**WHAT YOU SHOULD DO**
Copy out nothing but the line containing "drawn like (206,70)." and the lines that follow it to the end of the entries, exactly as they stand.

**INPUT RECORDS**
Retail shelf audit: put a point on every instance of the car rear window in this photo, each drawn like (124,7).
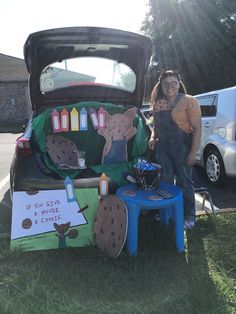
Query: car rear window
(87,71)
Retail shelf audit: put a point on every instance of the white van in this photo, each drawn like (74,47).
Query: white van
(217,150)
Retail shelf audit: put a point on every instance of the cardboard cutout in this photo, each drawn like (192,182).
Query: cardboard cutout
(119,129)
(110,225)
(62,151)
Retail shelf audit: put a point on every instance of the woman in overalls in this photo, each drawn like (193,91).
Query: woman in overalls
(176,136)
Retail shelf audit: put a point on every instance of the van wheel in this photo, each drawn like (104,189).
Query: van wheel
(214,168)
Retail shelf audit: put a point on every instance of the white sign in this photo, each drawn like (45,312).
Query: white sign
(37,213)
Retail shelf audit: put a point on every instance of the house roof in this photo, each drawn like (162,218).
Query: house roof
(12,69)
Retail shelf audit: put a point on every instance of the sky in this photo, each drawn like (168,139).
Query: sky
(19,18)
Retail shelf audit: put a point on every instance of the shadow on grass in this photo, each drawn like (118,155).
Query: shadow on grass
(83,280)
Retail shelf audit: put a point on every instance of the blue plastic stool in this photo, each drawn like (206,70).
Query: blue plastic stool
(140,200)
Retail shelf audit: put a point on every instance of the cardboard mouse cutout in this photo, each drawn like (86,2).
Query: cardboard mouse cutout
(118,130)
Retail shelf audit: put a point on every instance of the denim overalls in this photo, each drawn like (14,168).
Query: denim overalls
(171,151)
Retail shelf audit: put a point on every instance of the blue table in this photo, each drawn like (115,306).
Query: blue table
(140,200)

**ANSWER BOX**
Retail shelf audit: put a point on every instance of the blue plastic stool in this photo, each drawn like (206,70).
Query: blue plastic stool
(140,200)
Retail shelf audit: put a point on every instance of the cardboard mouse cutout in this photo, each drawn like (86,2).
Query: cardboard mouse cutout
(118,130)
Retail shelf audit: put a point on every instance of the denim overalls in this photo, each drawn like (14,168).
Query: denim overalls
(171,151)
Retail shelf audit: put a point on every instance of the blue table in this photo, each drawn like (115,306).
Query: blue table
(140,200)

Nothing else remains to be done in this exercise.